Task description
Collect every line of the listing below that contains the string "building". The match is case-sensitive.

** Begin The input **

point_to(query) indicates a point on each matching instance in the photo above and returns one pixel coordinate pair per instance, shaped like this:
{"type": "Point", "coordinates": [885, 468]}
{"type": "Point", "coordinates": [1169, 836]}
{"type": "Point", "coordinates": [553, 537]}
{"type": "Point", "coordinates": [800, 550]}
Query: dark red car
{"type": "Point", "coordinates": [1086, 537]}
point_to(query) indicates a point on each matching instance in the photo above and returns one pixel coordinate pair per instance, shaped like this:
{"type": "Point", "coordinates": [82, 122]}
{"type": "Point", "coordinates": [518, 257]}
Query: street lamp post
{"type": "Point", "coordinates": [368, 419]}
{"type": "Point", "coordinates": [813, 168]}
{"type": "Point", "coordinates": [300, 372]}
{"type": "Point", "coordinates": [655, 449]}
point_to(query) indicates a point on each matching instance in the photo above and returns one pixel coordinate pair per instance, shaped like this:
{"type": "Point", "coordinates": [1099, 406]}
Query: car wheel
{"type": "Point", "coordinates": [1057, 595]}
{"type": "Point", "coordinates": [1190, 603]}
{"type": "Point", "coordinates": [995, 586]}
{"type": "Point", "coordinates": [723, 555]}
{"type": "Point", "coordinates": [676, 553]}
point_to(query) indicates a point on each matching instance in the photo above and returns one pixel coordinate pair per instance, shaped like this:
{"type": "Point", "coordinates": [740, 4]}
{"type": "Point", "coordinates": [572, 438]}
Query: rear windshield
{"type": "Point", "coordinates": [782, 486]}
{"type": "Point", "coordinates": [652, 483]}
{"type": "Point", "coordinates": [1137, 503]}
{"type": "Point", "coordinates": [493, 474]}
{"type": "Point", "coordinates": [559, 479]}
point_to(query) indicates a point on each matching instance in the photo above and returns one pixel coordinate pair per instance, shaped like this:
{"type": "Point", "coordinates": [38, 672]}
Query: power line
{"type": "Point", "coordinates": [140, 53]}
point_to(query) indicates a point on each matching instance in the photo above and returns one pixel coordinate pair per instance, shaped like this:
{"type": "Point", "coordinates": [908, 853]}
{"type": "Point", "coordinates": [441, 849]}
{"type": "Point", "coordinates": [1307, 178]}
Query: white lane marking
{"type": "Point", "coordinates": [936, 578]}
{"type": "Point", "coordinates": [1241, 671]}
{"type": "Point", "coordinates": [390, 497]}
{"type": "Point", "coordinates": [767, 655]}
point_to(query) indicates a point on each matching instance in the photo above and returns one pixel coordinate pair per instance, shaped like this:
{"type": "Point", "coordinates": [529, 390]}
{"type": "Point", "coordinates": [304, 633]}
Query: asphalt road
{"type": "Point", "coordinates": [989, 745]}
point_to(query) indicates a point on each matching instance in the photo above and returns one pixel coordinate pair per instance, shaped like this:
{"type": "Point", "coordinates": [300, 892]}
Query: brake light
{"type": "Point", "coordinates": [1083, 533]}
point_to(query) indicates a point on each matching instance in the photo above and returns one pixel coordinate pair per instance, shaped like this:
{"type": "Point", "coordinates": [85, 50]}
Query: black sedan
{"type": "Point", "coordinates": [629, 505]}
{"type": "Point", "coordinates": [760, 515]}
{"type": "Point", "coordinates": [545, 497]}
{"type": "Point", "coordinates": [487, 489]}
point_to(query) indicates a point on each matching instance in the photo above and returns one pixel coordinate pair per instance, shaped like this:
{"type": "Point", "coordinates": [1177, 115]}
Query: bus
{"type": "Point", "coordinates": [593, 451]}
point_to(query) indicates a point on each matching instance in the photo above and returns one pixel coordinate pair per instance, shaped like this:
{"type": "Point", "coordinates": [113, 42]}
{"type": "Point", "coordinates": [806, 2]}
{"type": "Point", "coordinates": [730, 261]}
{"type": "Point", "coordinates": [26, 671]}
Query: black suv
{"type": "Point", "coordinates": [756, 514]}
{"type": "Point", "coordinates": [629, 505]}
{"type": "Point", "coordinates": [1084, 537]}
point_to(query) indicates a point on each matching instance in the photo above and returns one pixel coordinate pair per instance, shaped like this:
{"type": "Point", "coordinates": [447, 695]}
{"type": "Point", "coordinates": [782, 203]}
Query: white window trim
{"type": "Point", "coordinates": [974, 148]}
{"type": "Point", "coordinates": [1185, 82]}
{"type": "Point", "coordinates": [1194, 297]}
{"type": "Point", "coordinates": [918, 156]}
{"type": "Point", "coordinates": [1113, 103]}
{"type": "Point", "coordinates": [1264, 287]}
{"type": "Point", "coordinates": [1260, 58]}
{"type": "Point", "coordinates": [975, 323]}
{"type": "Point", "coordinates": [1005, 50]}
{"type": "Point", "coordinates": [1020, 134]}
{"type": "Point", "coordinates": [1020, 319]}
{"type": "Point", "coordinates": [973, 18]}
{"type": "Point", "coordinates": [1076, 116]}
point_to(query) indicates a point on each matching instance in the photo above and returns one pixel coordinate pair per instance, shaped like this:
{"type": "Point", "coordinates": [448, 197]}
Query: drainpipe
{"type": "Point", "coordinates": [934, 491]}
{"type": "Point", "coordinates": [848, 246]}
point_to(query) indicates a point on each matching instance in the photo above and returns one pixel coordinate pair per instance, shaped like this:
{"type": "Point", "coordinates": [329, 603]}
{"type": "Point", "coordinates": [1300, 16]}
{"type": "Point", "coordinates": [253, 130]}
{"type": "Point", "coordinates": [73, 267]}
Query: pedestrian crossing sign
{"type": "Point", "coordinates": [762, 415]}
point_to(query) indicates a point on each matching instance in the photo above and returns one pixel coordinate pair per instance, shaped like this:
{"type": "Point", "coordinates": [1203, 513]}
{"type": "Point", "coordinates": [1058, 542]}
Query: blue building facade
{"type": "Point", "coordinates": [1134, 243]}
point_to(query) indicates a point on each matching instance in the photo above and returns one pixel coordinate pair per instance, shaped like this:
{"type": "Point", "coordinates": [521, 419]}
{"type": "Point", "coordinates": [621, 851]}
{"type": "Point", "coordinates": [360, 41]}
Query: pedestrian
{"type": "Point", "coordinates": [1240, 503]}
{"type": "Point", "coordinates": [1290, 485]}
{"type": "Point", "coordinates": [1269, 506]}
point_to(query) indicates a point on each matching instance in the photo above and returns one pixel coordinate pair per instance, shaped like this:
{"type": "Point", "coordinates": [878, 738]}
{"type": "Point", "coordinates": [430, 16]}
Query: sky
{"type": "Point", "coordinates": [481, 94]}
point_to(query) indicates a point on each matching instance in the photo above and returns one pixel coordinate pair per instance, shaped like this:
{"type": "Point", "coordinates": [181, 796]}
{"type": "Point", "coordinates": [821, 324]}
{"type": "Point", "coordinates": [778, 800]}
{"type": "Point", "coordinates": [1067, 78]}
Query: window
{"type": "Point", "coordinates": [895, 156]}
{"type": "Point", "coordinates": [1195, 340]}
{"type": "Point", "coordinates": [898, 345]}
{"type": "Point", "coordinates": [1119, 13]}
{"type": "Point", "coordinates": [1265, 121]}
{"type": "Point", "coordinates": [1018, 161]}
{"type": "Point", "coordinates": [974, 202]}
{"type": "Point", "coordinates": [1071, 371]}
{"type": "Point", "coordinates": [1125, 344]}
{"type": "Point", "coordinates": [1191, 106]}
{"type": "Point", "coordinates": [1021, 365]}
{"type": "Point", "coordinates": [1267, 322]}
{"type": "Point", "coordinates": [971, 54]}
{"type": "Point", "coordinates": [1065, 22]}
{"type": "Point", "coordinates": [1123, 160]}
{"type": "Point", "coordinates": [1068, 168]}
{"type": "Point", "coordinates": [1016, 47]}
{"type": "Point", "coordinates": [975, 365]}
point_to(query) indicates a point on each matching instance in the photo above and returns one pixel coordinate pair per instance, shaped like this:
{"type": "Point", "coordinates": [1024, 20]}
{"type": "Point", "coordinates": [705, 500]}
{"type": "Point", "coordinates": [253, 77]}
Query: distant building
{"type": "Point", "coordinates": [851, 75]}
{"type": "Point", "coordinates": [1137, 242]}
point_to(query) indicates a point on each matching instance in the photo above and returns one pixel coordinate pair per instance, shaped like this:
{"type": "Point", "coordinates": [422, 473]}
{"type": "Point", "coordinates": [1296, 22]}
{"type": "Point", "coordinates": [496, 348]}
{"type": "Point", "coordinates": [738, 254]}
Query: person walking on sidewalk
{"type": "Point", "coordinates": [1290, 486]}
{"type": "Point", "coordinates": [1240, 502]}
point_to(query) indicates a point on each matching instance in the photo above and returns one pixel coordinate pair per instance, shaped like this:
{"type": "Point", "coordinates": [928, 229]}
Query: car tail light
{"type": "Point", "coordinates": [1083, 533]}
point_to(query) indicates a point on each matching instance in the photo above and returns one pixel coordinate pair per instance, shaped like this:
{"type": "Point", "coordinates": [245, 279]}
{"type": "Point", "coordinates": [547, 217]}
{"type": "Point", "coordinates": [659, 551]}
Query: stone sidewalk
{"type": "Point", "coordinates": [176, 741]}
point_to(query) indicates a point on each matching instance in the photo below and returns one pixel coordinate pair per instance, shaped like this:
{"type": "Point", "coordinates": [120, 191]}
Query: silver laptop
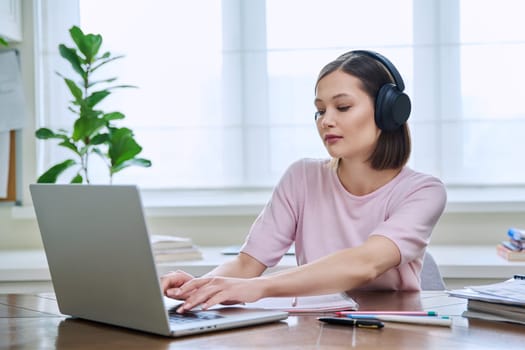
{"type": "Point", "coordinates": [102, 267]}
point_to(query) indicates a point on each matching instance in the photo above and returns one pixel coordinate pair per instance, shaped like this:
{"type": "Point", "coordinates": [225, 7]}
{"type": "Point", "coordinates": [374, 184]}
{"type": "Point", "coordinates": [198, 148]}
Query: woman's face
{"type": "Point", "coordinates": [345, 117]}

** End The input **
** Begin The input **

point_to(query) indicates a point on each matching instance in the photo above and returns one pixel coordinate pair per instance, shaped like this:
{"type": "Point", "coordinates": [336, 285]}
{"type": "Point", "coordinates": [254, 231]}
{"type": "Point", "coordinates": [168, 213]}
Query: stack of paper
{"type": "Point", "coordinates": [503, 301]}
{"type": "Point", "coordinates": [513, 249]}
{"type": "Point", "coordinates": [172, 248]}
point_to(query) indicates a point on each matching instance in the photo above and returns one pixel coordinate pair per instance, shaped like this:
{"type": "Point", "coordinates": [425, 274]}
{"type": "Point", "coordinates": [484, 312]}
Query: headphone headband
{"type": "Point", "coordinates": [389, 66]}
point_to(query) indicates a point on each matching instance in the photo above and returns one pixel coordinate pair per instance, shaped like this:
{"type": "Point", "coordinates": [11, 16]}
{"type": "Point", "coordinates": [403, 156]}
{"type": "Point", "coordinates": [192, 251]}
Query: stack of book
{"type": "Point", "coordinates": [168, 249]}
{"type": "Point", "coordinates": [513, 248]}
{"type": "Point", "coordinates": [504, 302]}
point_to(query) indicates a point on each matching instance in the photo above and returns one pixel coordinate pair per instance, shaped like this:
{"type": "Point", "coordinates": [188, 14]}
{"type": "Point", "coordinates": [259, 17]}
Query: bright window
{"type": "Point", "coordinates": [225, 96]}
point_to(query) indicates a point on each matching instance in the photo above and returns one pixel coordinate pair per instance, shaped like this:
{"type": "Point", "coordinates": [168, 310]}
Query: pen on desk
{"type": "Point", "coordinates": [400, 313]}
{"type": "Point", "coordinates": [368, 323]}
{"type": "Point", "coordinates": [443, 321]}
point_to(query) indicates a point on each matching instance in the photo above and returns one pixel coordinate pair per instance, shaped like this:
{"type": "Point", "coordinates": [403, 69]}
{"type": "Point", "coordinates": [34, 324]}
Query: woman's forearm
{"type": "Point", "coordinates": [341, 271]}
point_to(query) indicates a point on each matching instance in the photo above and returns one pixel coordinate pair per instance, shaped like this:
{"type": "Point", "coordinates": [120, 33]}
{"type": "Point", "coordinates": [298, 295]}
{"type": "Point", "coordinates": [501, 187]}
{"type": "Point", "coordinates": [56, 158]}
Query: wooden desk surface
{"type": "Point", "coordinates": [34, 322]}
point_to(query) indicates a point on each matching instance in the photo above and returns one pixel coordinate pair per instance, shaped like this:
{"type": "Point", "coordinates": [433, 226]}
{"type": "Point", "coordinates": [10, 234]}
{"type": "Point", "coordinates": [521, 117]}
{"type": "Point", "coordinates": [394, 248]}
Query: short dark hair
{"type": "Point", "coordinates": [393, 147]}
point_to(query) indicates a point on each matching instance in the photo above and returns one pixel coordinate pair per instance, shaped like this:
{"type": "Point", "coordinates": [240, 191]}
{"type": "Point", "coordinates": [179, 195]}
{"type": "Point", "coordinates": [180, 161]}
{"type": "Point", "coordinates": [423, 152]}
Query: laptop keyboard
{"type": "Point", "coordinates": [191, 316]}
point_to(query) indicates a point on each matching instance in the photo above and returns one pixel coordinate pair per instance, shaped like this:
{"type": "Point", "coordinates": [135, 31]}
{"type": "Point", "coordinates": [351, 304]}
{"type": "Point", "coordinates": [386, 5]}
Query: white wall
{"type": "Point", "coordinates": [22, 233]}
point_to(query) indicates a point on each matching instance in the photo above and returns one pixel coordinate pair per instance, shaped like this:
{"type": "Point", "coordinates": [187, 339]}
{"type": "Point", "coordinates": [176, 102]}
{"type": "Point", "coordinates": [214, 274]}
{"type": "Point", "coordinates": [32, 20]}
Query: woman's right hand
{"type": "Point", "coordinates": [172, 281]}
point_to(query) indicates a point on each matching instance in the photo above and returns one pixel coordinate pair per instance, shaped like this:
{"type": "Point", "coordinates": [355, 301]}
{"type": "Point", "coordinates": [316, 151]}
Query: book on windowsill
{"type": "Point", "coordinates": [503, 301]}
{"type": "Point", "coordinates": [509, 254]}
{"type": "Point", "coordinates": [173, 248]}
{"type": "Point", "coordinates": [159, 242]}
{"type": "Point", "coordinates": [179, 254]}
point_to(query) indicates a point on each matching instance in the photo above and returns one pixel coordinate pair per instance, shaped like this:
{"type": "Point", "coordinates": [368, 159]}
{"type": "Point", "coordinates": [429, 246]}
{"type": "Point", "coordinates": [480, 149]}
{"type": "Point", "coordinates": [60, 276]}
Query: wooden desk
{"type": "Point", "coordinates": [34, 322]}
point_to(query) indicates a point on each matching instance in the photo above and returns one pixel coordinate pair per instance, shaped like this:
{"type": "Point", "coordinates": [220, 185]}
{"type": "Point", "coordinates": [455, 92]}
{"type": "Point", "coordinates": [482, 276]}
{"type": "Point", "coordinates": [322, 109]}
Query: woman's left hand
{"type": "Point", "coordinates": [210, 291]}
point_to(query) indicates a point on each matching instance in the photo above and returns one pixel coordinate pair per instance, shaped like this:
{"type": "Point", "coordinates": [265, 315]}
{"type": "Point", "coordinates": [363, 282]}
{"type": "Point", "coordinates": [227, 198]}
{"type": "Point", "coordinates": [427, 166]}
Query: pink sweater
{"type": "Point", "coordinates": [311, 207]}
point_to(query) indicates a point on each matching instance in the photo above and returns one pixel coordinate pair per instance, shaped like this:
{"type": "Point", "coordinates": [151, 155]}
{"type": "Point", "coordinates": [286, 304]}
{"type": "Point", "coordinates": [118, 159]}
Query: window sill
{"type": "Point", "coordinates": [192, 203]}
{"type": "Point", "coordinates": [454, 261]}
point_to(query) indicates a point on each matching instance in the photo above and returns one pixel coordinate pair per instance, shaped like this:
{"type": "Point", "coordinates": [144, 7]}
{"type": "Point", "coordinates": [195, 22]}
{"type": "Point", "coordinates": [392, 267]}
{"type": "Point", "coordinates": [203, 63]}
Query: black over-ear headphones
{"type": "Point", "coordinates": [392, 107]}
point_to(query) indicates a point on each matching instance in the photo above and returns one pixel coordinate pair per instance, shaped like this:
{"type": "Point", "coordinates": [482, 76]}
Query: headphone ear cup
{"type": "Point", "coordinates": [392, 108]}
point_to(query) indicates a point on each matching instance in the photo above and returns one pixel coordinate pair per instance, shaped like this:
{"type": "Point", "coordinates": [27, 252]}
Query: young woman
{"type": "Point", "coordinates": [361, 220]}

** End The input **

Result
Query: blue building facade
Query: distant building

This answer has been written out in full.